(Collected data entries)
========================================

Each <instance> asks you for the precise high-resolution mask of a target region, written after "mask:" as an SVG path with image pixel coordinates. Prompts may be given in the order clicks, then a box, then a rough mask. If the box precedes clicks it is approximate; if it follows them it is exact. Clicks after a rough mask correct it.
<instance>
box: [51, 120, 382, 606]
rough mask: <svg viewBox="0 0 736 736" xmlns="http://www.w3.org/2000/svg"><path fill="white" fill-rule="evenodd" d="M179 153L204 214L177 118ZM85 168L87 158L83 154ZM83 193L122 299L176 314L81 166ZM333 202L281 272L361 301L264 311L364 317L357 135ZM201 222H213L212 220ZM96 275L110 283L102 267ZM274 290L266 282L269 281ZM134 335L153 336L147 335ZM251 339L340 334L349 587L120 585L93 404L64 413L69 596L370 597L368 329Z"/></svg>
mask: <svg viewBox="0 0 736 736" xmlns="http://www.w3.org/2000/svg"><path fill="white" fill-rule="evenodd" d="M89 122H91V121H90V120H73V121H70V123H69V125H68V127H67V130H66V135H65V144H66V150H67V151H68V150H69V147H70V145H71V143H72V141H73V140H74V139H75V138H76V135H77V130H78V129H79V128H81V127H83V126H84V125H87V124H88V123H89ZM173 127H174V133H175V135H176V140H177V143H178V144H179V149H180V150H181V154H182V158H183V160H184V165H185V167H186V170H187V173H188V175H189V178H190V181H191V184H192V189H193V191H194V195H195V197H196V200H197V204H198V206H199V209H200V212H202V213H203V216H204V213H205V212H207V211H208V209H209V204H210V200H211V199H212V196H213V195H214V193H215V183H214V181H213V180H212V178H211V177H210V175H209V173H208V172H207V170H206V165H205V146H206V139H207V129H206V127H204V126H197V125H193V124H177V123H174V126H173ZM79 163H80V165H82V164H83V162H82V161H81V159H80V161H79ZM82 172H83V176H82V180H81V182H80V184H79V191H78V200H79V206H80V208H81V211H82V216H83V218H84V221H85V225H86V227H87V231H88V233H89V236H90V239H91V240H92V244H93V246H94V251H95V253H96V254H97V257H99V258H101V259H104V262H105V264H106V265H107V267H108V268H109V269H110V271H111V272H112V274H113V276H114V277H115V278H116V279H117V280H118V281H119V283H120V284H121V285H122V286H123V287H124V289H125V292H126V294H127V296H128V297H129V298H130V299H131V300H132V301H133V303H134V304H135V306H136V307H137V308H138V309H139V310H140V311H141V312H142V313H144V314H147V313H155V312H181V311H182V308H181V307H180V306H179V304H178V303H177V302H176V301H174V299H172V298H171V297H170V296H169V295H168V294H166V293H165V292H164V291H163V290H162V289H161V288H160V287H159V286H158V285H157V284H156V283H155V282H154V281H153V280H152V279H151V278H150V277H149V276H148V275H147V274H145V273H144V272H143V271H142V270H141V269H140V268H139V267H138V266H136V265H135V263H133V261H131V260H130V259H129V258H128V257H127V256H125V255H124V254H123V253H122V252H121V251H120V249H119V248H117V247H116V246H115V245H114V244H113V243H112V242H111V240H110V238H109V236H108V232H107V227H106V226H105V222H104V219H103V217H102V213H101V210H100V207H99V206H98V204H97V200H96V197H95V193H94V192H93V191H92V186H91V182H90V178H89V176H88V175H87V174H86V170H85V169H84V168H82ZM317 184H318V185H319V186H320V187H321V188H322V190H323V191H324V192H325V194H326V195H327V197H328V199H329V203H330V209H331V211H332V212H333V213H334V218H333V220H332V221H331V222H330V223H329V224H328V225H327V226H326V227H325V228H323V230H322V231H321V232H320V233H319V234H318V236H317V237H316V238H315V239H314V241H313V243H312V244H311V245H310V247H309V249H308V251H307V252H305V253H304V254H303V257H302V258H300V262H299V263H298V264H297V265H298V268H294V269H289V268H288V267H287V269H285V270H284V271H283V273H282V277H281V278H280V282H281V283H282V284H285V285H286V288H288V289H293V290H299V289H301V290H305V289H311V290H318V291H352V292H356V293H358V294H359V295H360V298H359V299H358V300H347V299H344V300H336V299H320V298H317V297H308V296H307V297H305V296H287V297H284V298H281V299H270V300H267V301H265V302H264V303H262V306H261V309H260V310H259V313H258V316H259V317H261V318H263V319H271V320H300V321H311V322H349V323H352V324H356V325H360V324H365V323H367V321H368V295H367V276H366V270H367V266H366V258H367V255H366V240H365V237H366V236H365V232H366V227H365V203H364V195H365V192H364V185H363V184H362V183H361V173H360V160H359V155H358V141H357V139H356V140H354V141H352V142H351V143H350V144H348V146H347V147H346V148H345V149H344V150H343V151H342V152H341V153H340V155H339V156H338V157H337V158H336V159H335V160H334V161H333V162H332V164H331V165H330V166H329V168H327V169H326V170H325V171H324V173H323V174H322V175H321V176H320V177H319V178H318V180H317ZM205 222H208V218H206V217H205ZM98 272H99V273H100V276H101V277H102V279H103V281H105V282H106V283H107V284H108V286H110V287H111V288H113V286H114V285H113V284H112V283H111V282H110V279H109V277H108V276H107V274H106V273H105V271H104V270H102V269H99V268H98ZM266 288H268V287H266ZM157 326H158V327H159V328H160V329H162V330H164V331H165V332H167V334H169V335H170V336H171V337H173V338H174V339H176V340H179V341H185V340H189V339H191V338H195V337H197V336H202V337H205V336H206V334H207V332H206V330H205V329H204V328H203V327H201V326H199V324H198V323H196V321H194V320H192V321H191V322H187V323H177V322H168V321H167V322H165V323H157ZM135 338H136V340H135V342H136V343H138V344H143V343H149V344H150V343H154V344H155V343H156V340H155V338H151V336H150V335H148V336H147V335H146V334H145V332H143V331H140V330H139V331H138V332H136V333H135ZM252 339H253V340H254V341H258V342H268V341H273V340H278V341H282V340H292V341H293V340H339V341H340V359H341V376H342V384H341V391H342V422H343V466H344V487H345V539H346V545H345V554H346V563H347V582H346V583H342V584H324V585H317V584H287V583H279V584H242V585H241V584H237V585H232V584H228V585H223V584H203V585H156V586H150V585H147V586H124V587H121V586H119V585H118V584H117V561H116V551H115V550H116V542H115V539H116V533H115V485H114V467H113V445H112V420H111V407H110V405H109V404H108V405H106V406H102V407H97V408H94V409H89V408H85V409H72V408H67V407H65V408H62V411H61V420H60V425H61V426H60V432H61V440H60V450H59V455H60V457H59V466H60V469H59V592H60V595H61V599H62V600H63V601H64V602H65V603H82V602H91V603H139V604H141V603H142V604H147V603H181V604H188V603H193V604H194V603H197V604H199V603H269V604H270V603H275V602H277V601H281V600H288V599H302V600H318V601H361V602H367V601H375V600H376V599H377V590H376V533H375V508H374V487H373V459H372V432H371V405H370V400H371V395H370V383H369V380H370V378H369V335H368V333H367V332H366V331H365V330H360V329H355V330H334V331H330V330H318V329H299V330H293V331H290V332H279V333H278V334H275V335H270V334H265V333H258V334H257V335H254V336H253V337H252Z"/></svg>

========================================

All lines in the records that contain "instance" are to be copied and returned.

Each <instance> asks you for the precise high-resolution mask of a target region, written after "mask:" as an SVG path with image pixel coordinates. Prompts may be given in the order clicks, then a box, then a rough mask. If the box precedes clicks it is approximate; if it follows them it is exact. Clicks after a rough mask correct it.
<instance>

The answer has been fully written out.